[START OF Excerpt to read]

Odd question -- if we managed to free half the extents mentioned in an
EFI before hitting -EAGAIN, then efdp->efd_next_extent should already be
half of efip->efi_format.efi_nextents, right?

I suppose it's duplicative (or maybe just careful) to recopy the entire
thing... but maybe that doesn't even really matter since no modern xlog
code actually pays attention to what's in the EFD aside from the ID
number.


> +}
> +
>  /*
>   * Free an extent and log it to the EFD. Note that the transaction is marked
>   * dirty regardless of whether the extent free succeeds or fails to support the
> @@ -378,6 +401,17 @@ xfs_trans_free_extent(
>  	tp->t_flags |= XFS_TRANS_DIRTY | XFS_TRANS_HAS_INTENT_DONE;
>  	set_bit(XFS_LI_DIRTY, &efdp->efd_item.li_flags);
>  
> +	/*
> +	 * If we need a new transaction to make progress, the caller will log a
> +	 * new EFI with the current contents. It will also log an EFD to cancel
> +	 * the existing EFI, and so we need to copy all the unprocessed extents
> +	 * in this EFI to the EFD so this works correctly.
> +	 */
> +	if (error == -EAGAIN) {
> +		xfs_efd_from_efi(efdp);
> +		return error;
> +	}
> +
>  	next_extent = efdp->efd_next_extent;
>  	ASSERT(next_extent < efdp->efd_format.efd_nextents);
>  	extp = &(efdp->efd_format.efd_extents[next_extent]);
> @@ -495,6 +529,13 @@ xfs_extent_free_finish_item(
>  
>  	error = xfs_trans_free_extent(tp, EFD_ITEM(done), xefi);
>  
> +	/*
> +	 * Don't free the XEFI if we need a new transaction to complete
> +	 * processing of it.
> +	 */
> +	if (error == -EAGAIN)
> +		return error;
> +
>  	xfs_extent_free_put_group(xefi);
>  	kmem_cache_free(xfs_extfree_item_cache, xefi);
>  	return error;
> @@ -620,6 +661,7 @@ xfs_efi_item_recover(
>  	struct xfs_trans		*tp;
>  	int				i;
>  	int				error = 0;
> +	bool				requeue_only = false;
>  
>  	/*
>  	 * First check the validity of the extents described by the
> @@ -652,9 +694,25 @@ xfs_efi_item_recover(
>  		fake.xefi_startblock = extp->ext_start;
>  		fake.xefi_blockcount = extp->ext_len;
>  
> -		xfs_extent_free_get_group(mp, &fake);
> -		error = xfs_trans_free_extent(tp, efdp, &fake);
> -		xfs_extent_free_put_group(&fake);
> +		if (!requeue_only) {
> +			xfs_extent_free_get_group(mp, &fake);
> +			error = xfs_trans_free_extent(tp, efdp, &fake);
> +			xfs_extent_free_put_group(&fake);
> +		}
> +
> +		/*
> +		 * If we can't free the extent without potentially deadlocking,
> +		 * requeue the rest of the extents to a new so that they get
> +		 * run again later with a new transaction context.

[END OF Excerpt to read]

◆ **Exercise task A**:
Pull out every line of the records below that contains the word "mountain", treating case as significant.

[START OF Entries shown]

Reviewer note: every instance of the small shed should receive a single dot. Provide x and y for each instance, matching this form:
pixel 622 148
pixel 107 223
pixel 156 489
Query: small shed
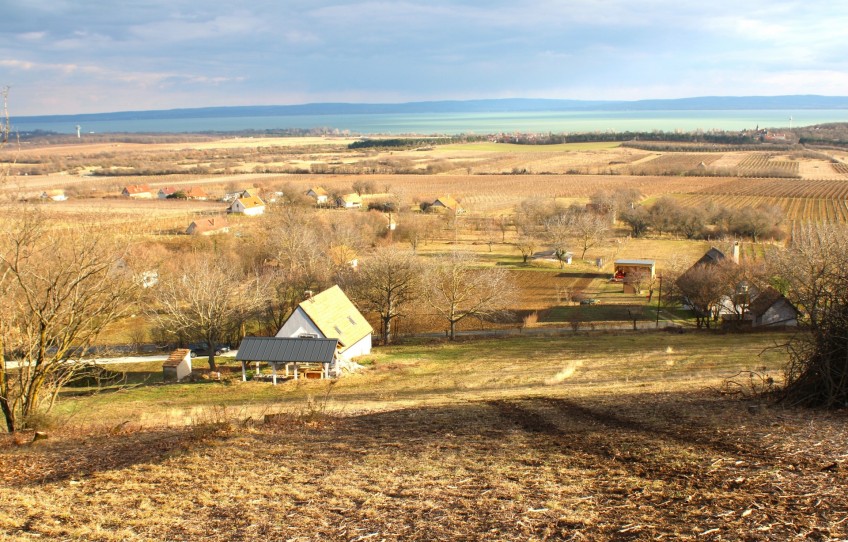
pixel 771 308
pixel 291 353
pixel 634 274
pixel 177 366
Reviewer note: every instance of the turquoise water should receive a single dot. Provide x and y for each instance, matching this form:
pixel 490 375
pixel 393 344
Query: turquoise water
pixel 479 123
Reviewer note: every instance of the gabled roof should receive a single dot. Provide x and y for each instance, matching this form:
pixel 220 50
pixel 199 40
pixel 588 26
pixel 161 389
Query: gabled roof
pixel 353 197
pixel 448 202
pixel 711 257
pixel 176 357
pixel 195 192
pixel 766 300
pixel 642 263
pixel 137 188
pixel 285 349
pixel 251 202
pixel 333 313
pixel 203 225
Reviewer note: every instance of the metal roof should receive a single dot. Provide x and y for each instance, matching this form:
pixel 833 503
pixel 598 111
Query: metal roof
pixel 281 350
pixel 635 262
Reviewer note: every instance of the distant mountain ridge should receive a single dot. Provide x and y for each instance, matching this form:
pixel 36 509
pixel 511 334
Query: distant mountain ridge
pixel 505 105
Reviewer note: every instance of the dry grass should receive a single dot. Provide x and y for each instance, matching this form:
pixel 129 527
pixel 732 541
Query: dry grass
pixel 573 439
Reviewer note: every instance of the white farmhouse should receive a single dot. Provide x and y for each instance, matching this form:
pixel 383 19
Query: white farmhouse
pixel 248 206
pixel 331 315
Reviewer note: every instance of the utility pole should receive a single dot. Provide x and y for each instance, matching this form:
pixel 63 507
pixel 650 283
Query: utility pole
pixel 659 301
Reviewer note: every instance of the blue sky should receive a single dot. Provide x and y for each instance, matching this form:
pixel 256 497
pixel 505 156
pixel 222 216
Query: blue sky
pixel 66 56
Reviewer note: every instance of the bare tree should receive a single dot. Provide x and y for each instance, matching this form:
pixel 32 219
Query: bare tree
pixel 558 235
pixel 526 244
pixel 388 280
pixel 295 262
pixel 812 272
pixel 589 229
pixel 457 290
pixel 207 298
pixel 702 288
pixel 59 288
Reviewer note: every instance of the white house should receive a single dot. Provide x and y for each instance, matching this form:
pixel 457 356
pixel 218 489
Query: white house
pixel 350 201
pixel 248 206
pixel 137 191
pixel 331 315
pixel 321 196
pixel 54 195
pixel 177 366
pixel 166 191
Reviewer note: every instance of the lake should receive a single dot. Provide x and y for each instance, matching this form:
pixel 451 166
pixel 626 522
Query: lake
pixel 457 123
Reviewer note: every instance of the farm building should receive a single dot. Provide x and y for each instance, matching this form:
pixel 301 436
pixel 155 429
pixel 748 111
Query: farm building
pixel 290 352
pixel 195 192
pixel 331 315
pixel 209 226
pixel 634 274
pixel 137 191
pixel 447 203
pixel 771 308
pixel 166 191
pixel 350 201
pixel 248 206
pixel 177 366
pixel 321 196
pixel 54 195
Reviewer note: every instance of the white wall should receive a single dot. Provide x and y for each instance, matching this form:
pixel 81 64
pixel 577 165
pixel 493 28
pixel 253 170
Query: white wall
pixel 299 324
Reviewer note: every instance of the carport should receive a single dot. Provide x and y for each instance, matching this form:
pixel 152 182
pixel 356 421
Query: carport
pixel 289 352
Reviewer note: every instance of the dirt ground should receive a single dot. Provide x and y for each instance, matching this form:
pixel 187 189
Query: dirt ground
pixel 667 466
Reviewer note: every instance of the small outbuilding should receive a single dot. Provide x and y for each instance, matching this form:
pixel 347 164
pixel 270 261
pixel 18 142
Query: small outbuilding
pixel 292 353
pixel 634 274
pixel 54 195
pixel 320 195
pixel 447 204
pixel 137 191
pixel 209 226
pixel 248 206
pixel 771 309
pixel 350 201
pixel 178 365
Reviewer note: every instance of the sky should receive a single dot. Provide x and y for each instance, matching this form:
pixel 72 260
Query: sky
pixel 90 56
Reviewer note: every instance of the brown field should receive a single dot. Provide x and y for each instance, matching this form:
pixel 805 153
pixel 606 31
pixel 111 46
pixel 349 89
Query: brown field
pixel 520 439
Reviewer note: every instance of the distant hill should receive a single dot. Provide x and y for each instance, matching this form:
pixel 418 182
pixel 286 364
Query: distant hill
pixel 508 105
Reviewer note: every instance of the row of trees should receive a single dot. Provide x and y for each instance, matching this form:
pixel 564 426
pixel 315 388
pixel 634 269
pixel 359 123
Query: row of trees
pixel 667 215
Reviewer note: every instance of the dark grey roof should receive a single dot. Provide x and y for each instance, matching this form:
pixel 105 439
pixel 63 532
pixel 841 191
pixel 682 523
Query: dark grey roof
pixel 281 350
pixel 711 257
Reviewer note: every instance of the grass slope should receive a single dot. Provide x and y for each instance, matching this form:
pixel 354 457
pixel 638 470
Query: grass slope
pixel 603 437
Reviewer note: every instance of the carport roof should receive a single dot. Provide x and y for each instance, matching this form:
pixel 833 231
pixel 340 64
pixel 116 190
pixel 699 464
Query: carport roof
pixel 287 350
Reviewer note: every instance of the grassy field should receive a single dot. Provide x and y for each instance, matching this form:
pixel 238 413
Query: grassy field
pixel 580 437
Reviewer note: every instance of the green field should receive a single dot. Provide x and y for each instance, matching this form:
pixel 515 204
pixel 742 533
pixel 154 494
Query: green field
pixel 627 436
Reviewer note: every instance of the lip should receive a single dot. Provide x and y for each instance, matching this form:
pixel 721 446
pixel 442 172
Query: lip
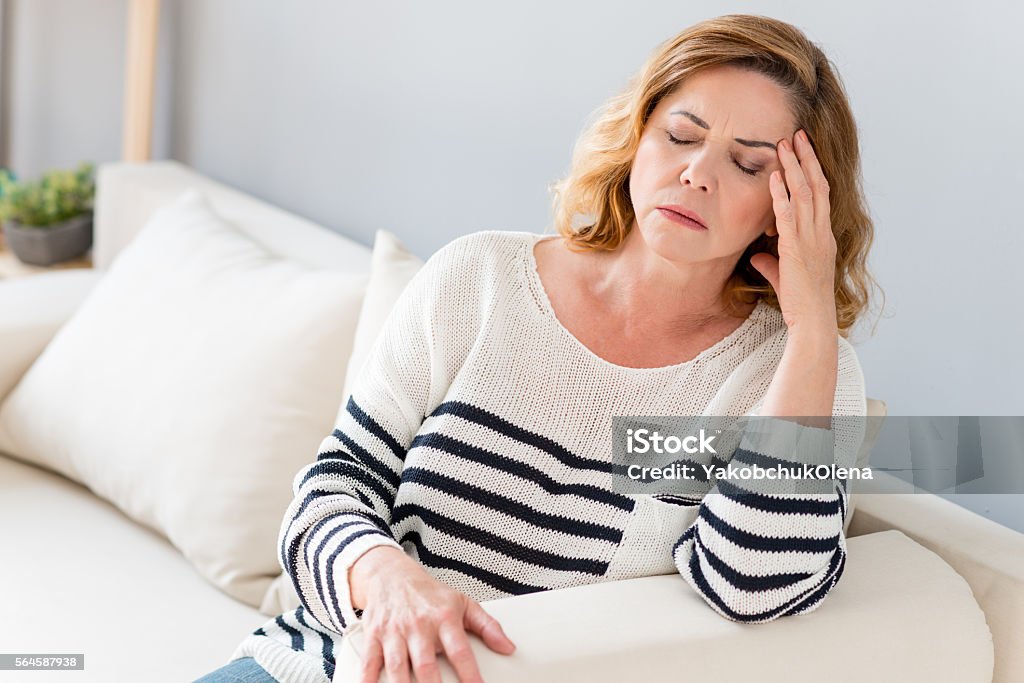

[END OF Entries shown]

◆ **Exercise task B**:
According to the code comment in the patch review, what will the caller do if a new transaction is needed to make progress?

◆ **Reply A**:
Reviewer note: every instance of the distant mountain ridge should receive a single dot. Provide x and y for each instance, matching this form:
Query: distant mountain ridge

◆ **Reply B**:
It will log a new EFI with the current contents and also log an EFD to cancel the existing EFI.